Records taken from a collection
<<<<

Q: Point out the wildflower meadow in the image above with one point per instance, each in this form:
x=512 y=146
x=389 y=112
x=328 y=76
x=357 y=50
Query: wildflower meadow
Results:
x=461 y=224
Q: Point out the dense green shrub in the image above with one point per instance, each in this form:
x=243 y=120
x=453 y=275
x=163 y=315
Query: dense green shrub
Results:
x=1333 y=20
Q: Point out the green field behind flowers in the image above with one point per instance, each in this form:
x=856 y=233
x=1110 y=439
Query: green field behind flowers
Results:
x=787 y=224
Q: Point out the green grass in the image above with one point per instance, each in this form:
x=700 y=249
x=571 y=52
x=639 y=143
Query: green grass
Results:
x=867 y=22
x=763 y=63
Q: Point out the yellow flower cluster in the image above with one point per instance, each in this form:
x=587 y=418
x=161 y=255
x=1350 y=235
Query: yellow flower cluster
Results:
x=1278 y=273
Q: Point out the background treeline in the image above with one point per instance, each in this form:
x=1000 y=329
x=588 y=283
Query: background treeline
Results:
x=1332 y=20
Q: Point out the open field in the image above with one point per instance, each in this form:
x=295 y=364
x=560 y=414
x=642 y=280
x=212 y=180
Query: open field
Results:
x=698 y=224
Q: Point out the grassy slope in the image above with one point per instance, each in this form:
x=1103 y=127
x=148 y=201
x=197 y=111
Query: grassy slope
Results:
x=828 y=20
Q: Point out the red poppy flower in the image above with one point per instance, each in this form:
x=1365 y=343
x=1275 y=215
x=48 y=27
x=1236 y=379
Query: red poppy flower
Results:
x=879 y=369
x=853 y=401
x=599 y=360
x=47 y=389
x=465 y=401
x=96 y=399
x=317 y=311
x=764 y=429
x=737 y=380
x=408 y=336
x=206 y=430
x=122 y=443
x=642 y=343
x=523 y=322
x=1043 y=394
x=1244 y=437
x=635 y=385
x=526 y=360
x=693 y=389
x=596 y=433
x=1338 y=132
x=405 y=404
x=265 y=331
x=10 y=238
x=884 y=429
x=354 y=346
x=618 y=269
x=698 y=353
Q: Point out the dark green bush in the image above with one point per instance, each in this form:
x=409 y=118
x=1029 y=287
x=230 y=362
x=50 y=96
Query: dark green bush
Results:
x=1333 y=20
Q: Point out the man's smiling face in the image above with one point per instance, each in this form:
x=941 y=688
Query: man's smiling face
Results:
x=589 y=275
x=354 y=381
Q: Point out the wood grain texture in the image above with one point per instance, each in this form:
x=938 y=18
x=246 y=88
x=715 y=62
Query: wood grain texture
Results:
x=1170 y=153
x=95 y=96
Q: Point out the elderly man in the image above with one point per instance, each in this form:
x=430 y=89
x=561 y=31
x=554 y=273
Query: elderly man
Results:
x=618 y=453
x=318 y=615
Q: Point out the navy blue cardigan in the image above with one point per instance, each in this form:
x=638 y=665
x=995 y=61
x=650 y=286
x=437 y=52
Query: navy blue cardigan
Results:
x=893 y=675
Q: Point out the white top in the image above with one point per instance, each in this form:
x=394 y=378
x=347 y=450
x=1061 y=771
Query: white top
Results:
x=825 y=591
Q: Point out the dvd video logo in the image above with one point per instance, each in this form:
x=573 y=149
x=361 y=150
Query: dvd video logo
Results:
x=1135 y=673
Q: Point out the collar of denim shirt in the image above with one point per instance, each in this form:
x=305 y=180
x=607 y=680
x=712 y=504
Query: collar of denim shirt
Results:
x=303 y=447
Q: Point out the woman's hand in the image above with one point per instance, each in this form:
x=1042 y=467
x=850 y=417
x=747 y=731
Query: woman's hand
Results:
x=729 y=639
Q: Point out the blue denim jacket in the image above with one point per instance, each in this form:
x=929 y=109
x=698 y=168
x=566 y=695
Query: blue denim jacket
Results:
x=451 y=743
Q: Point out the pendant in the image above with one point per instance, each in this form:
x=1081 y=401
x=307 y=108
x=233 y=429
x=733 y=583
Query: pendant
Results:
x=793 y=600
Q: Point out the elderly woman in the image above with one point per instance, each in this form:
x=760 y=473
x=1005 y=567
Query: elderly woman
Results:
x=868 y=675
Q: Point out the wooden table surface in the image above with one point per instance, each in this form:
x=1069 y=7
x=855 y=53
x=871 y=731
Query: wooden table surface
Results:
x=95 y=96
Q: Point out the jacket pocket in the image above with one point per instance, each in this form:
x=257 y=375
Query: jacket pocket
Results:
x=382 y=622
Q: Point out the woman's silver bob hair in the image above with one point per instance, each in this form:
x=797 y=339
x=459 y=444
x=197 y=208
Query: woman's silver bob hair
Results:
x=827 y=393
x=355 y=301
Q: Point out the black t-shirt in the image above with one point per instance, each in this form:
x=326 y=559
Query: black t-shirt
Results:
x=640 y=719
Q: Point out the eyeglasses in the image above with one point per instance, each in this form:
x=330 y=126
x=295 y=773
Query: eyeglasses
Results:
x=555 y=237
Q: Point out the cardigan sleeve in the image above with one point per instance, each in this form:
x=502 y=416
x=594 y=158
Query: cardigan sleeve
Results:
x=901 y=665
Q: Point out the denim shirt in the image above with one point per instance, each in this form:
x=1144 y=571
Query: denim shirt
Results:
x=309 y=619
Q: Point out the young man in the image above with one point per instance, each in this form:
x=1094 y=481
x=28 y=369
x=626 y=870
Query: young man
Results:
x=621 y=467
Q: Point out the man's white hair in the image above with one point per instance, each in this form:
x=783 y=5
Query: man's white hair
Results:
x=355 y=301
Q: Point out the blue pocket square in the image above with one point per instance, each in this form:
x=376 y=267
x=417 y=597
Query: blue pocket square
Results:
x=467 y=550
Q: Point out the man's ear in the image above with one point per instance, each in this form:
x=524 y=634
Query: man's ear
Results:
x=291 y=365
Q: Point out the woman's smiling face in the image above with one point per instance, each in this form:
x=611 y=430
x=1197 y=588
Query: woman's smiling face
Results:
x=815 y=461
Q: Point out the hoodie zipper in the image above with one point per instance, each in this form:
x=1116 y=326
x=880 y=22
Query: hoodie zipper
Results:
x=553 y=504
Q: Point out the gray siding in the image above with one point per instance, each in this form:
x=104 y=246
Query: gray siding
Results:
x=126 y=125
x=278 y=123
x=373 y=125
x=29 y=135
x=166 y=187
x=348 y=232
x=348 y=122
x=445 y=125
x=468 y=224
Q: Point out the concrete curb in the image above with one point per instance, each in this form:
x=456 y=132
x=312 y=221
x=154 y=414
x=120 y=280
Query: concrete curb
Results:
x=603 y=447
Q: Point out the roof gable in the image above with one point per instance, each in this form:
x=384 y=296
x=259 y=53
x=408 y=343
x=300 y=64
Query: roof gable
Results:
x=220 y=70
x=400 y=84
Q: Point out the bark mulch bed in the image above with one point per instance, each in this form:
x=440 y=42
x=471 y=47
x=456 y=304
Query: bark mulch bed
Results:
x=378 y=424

>>>>

* **Aim**: Switch each "Point out" in all the items above to "Mark", and leave the rest of the lines unchanged.

* **Solution to this task**:
Q: Mark the wildflower meadow in the image above with one point per instance, each in this form:
x=512 y=146
x=389 y=112
x=328 y=76
x=357 y=50
Query: wildflower meadow
Results:
x=461 y=224
Q: Mark the dense green shrub in the image above with one point per instance, each in this form:
x=243 y=120
x=453 y=275
x=163 y=315
Query: dense green shrub
Results:
x=1333 y=20
Q: Mark the green field behind flowers in the image above with one point per instance, each in this form:
x=856 y=233
x=1110 y=439
Query: green field behind flowers
Results:
x=787 y=224
Q: Mark the green grass in the image above with one point per instance, each in this form:
x=700 y=249
x=571 y=52
x=639 y=143
Query: green grass
Results:
x=867 y=22
x=763 y=63
Q: Mark the yellow flower cluster in the image above with one point per instance, each in this form:
x=587 y=418
x=161 y=255
x=1350 y=235
Query: yellow flower cluster
Results:
x=1278 y=273
Q: Mark the background treeline in the image above with one point per instance, each in this form:
x=1000 y=329
x=588 y=283
Query: background treeline
Results:
x=1332 y=20
Q: Mark the open field in the image above with one point per instance, each in this form:
x=295 y=364
x=560 y=414
x=642 y=280
x=212 y=180
Query: open field
Results:
x=698 y=224
Q: Mark the grassy slope in the image above with one point per instance, each in this form:
x=1103 y=127
x=148 y=201
x=197 y=111
Query: grassy slope
Results:
x=828 y=20
Q: Mark the red poppy flower in the image above with one point per instance, each in this form:
x=1365 y=343
x=1275 y=215
x=48 y=27
x=1236 y=379
Query: red poppy flower
Results:
x=879 y=369
x=853 y=401
x=599 y=360
x=47 y=389
x=465 y=401
x=96 y=399
x=317 y=311
x=764 y=429
x=737 y=380
x=408 y=336
x=206 y=430
x=122 y=443
x=642 y=343
x=523 y=322
x=1043 y=394
x=1244 y=437
x=635 y=385
x=526 y=360
x=693 y=389
x=596 y=433
x=1338 y=132
x=405 y=404
x=265 y=331
x=10 y=238
x=884 y=429
x=354 y=346
x=618 y=269
x=698 y=353
Q: Mark the dark green bush in the image above with one point per instance, each in this form:
x=409 y=118
x=1029 y=287
x=230 y=362
x=50 y=96
Query: dark green bush
Results:
x=1333 y=20
Q: Mark the man's smiling face in the image above with one point per instance, each in this form:
x=941 y=688
Query: man's smiling face
Results:
x=589 y=275
x=354 y=381
Q: Mark the wood grain texture in the image above with one point per instance, each in this form:
x=938 y=18
x=246 y=88
x=715 y=62
Query: wood grain texture
Results:
x=1170 y=153
x=95 y=96
Q: Mark the elderly man in the image above with one point per instance, each in this form:
x=430 y=89
x=561 y=31
x=554 y=273
Query: elderly man
Results:
x=618 y=453
x=318 y=615
Q: Mark the navy blue cardigan in the image above with one point per instance, each in this form:
x=638 y=665
x=995 y=61
x=650 y=286
x=437 y=52
Query: navy blue cardigan
Results:
x=893 y=675
Q: Mark the white top in the image above with one point per instance, each in this form:
x=394 y=378
x=347 y=450
x=1061 y=771
Query: white top
Results:
x=825 y=591
Q: Mark the dvd video logo in the image above with one point per instance, each in this form:
x=573 y=149
x=361 y=150
Query: dvd video logo
Results:
x=1135 y=673
Q: Mark the collar of denim shirt in the image above with one point per instance, each in this form:
x=305 y=180
x=607 y=680
x=712 y=504
Query: collar of denim shirt
Results:
x=303 y=447
Q: Mark the woman's hand in the image above with one point per instance, each in this form:
x=1042 y=467
x=850 y=417
x=747 y=731
Query: woman's hand
Results:
x=729 y=639
Q: Mark the blue denim jacket in the image above with one point per instance, each in this form:
x=929 y=109
x=698 y=168
x=566 y=695
Query: blue denim jacket
Results:
x=451 y=743
Q: Mark the pendant in the image above with one point per instance, each in this form:
x=1081 y=401
x=307 y=108
x=233 y=429
x=733 y=583
Query: pendant
Results:
x=793 y=600
Q: Mark the elderly woman in the image above with one point per instance, each in this form:
x=760 y=473
x=1005 y=567
Query: elderly woman
Results:
x=868 y=675
Q: Mark the wooden table surface in the image above with one point per instance, each in this form:
x=1069 y=7
x=855 y=53
x=871 y=731
Query: wooden table surface
Results:
x=95 y=96
Q: Mark the jacket pocket in the image above with one point per instance, each in this form:
x=257 y=375
Query: jacket pocket
Results:
x=382 y=622
Q: Mark the woman's silver bob hair in the image above with one point per instance, each in this form:
x=797 y=339
x=459 y=444
x=197 y=208
Query: woman's silver bob hair
Results:
x=827 y=393
x=355 y=301
Q: Mark the black t-shirt in the image above with one point per instance, each in this form:
x=326 y=559
Query: black t-shirt
Results:
x=640 y=719
Q: Mark the eyeglasses in the image above with one point per instance, each in this form:
x=330 y=126
x=295 y=773
Query: eyeglasses
Results:
x=555 y=237
Q: Mark the cardigan sleeve in the image above with one point per instance, each in this form:
x=502 y=416
x=594 y=158
Query: cardigan sleeve
Results:
x=901 y=665
Q: Mark the denim shirt in the image above with one point per instance, each in this form:
x=1144 y=571
Query: denim shirt
Results:
x=309 y=619
Q: Mark the young man in the image above with one point per instance, each in this form:
x=1094 y=481
x=28 y=369
x=626 y=870
Query: young man
Results:
x=621 y=467
Q: Mark the man's white hair in the image above with one point per instance, each in this form:
x=783 y=5
Query: man's white hair
Results:
x=355 y=301
Q: Mark the blue pocket square in the image above with one point per instance, each in this form:
x=376 y=267
x=417 y=597
Query: blue pocket square
Results:
x=467 y=550
Q: Mark the man's ear in the image above with one point per instance, each in this form:
x=524 y=634
Query: man's ear
Results:
x=291 y=365
Q: Mark the woman's smiling face in the image above with one point per instance, each in this form:
x=611 y=430
x=1197 y=588
Query: woman's smiling face
Results:
x=815 y=461
Q: Mark the hoodie zipper in the image above with one point per instance, each in this form:
x=1116 y=326
x=880 y=22
Query: hoodie zipper
Results:
x=553 y=504
Q: Mark the gray siding in the image above with one point per instance, each in this form:
x=104 y=246
Query: gray siding
Results:
x=126 y=125
x=278 y=123
x=373 y=125
x=29 y=135
x=166 y=187
x=348 y=232
x=348 y=122
x=445 y=125
x=468 y=224
Q: Mark the concrete curb in the image above with one point per instance, each in this form:
x=456 y=132
x=312 y=221
x=154 y=414
x=120 y=280
Query: concrete curb
Results:
x=603 y=447
Q: Mark the roof gable in the image above with one point per instance, each in this form:
x=384 y=296
x=259 y=53
x=408 y=343
x=300 y=64
Query: roof gable
Results:
x=220 y=70
x=400 y=84
Q: Mark the bark mulch bed in the image above with one point per instance, each in this form:
x=440 y=42
x=471 y=47
x=456 y=304
Query: bark mulch bed
Results:
x=378 y=424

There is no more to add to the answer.